• _TASK STATEMENT_: Count the lines of the data below that contain the string "barn". Reply with the number alone.

--- Start ---

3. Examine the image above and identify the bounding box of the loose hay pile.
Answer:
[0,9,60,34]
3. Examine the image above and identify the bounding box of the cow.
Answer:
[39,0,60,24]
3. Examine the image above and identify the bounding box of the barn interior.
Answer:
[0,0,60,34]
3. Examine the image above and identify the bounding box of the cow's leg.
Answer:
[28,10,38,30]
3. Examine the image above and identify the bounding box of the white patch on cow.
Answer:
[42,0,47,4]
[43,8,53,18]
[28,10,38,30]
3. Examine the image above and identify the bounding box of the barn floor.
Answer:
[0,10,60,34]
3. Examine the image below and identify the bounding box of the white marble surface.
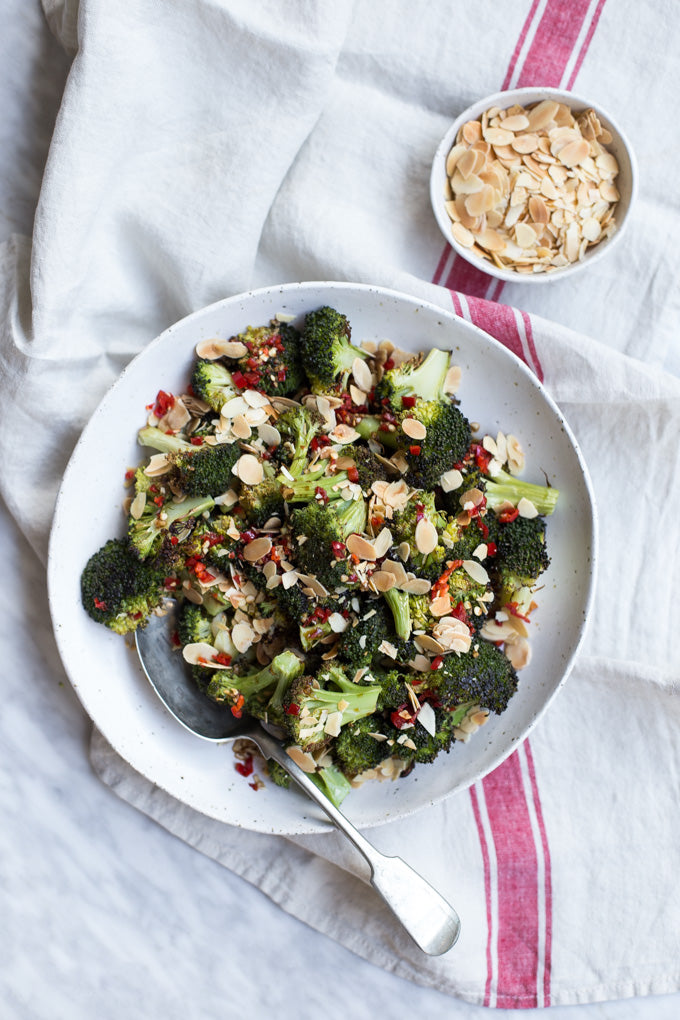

--- End ---

• _WRITTEN ANSWER_: 2